Wat je ziet…

Verlegen. Ik geloof dat dat het woord is dat mij het meest typeert. Ik ben grootgebracht op een flatje met 5 slaapkamers. Voor de meeste families zou dat een grote flat zijn. Voor ons grote gezin viel dat wel mee.

Ik was zes toen ik voor het eerst naar school ging. Een Christelijke school, een heerlijke school waar prachtige Bijbelse geschiedenissen werden verteld. We leerden er ook mooie psalmen ‘Op bergen en in dalen, ja overal is God…’ Als ik met mijn man ergens rijd waar maar enig hoogteverschil is, zingt die psalm door mijn hoofd. ‘Er is een roos ontloken…’ vind ik ook erg mooi. Ik denk dat ik daarom zo van rozen hou.

Ik vond het heerlijk in de klas omdat ik me daar, net als thuis, anoniem kon bewegen. Nog steeds hou ik meer van lessen dan van pauze, van wedstrijden dan van rust. Ik heb moeite te bedenken hoe ik me in die rusten en pauzes moet gedragen. Dat heeft met mijn verlegenheid te maken. Of ben ik juist verlegen omdat ik niet weet hoe ik me dan moet gedragen? Dat kan ook. Het geeft niet als mijn man er is, want dan doe ik hem gewoon na. En dat doe ik ook als ik met één van onze goede vrienden ben.

══════════════════════════════

> _VRAGEN EN OPDRACHTEN_:
- A) Hoe oud was de ik-figuur uit het fragment bij de eerste schooldag?
- B) Neem uit het fragment het stuk van "Ik was zes toen" tot en met "van rozen hou." woord voor woord over.

Brongegevens
══════════════════════════════

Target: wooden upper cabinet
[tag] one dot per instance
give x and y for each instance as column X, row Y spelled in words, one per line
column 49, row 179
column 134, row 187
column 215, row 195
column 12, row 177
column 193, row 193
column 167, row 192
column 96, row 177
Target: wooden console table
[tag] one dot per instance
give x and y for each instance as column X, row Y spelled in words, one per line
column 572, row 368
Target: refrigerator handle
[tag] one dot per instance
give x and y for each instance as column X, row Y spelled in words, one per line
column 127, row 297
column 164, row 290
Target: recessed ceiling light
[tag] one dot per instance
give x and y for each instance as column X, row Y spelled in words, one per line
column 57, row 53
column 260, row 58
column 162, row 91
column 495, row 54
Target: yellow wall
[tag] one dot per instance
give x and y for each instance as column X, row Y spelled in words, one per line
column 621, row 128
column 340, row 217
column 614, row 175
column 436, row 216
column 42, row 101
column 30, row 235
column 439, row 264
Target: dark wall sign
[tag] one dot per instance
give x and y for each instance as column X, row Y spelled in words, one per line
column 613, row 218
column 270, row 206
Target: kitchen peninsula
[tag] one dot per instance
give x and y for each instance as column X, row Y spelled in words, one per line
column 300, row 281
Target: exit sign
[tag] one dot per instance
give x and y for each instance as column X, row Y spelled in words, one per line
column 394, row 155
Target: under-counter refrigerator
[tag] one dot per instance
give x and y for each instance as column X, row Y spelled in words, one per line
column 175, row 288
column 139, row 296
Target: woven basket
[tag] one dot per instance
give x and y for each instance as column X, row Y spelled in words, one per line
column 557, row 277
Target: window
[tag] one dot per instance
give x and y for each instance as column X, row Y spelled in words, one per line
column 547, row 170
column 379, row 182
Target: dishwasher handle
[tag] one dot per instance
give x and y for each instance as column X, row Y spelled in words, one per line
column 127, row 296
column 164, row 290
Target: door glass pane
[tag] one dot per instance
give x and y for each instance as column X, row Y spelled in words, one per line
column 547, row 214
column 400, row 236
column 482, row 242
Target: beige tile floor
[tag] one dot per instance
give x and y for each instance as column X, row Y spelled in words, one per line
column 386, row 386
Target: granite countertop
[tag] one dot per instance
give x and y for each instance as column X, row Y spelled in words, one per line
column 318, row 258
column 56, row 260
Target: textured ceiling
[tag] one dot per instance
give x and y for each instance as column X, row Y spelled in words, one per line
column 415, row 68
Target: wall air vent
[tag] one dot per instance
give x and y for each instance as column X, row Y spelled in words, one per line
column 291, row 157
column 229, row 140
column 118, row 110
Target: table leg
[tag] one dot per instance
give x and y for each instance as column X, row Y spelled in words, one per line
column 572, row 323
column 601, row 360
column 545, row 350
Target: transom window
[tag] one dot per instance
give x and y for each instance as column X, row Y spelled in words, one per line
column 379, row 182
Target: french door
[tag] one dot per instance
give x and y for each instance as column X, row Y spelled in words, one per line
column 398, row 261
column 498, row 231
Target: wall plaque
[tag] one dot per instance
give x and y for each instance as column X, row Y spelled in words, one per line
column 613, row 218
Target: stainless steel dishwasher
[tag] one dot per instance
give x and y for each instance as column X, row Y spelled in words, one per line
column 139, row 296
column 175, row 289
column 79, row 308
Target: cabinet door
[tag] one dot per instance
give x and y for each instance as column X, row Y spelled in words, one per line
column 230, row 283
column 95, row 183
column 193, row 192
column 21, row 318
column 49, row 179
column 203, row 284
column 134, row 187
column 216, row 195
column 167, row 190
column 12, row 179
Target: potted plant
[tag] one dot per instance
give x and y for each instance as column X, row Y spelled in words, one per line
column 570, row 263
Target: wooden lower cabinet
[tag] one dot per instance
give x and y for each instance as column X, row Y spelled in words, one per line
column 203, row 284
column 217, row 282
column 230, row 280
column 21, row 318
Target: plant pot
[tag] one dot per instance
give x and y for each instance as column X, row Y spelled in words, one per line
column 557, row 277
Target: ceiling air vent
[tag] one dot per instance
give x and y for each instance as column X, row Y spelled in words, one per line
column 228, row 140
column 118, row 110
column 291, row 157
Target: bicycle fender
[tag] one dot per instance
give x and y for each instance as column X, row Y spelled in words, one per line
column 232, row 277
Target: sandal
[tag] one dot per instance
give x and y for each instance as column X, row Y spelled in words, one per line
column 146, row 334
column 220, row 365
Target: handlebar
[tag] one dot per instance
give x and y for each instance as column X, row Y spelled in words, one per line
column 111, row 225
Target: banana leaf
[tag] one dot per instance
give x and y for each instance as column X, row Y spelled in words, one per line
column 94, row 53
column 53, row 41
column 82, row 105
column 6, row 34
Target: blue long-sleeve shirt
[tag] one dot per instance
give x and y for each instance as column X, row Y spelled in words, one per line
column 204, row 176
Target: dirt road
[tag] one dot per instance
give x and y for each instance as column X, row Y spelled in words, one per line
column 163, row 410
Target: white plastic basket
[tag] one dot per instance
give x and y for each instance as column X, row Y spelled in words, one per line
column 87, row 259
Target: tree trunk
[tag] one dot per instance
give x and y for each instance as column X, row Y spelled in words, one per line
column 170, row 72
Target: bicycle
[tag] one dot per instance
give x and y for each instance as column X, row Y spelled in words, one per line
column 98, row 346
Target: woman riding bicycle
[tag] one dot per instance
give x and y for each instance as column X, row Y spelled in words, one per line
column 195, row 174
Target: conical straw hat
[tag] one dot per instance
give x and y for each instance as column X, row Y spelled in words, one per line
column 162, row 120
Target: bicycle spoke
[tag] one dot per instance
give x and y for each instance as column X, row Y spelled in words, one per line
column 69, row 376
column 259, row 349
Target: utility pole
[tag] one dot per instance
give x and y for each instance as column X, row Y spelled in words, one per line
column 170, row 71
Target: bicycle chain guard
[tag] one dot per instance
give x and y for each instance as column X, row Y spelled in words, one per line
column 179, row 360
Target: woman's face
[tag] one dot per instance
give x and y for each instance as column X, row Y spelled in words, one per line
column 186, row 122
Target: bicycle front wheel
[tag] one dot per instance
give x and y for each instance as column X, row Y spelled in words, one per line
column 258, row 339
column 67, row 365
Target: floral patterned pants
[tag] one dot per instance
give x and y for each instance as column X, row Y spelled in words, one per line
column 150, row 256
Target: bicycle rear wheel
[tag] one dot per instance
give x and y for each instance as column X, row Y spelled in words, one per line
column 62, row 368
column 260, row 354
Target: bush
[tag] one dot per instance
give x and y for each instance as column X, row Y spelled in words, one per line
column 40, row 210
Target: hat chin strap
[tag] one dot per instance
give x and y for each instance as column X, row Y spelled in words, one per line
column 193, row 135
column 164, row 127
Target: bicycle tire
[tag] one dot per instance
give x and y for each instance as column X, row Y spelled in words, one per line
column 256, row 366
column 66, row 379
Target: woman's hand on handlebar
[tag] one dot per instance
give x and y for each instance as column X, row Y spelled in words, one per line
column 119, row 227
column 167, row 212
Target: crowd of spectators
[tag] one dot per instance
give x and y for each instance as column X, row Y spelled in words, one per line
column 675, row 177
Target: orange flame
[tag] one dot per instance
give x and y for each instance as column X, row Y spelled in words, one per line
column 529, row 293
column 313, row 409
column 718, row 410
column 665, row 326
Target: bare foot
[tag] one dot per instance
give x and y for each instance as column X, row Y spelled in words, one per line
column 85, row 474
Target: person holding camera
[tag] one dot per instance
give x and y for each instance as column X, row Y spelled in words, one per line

══════════════════════════════

> _JUISTE ANTWOORDEN_:
- A) Zes jaar.

- B)
Ik was zes toen ik voor het eerst naar school ging. Een Christelijke school, een heerlijke school waar prachtige Bijbelse geschiedenissen werden verteld. We leerden er ook mooie psalmen ‘Op bergen en in dalen, ja overal is God…’ Als ik met mijn man ergens rijd waar maar enig hoogteverschil is, zingt die psalm door mijn hoofd. ‘Er is een roos ontloken…’ vind ik ook erg mooi. Ik denk dat ik daarom zo van rozen hou.